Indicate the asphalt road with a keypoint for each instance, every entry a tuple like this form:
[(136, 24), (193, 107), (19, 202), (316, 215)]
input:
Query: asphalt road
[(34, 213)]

....

## What is expected
Output, unchanged, the lines from the line with "[(136, 24), (193, 107), (19, 202), (316, 215)]" through the final line of the material.

## Exercise result
[(136, 24), (193, 107), (19, 202), (316, 215)]
input:
Query: asphalt road
[(34, 213)]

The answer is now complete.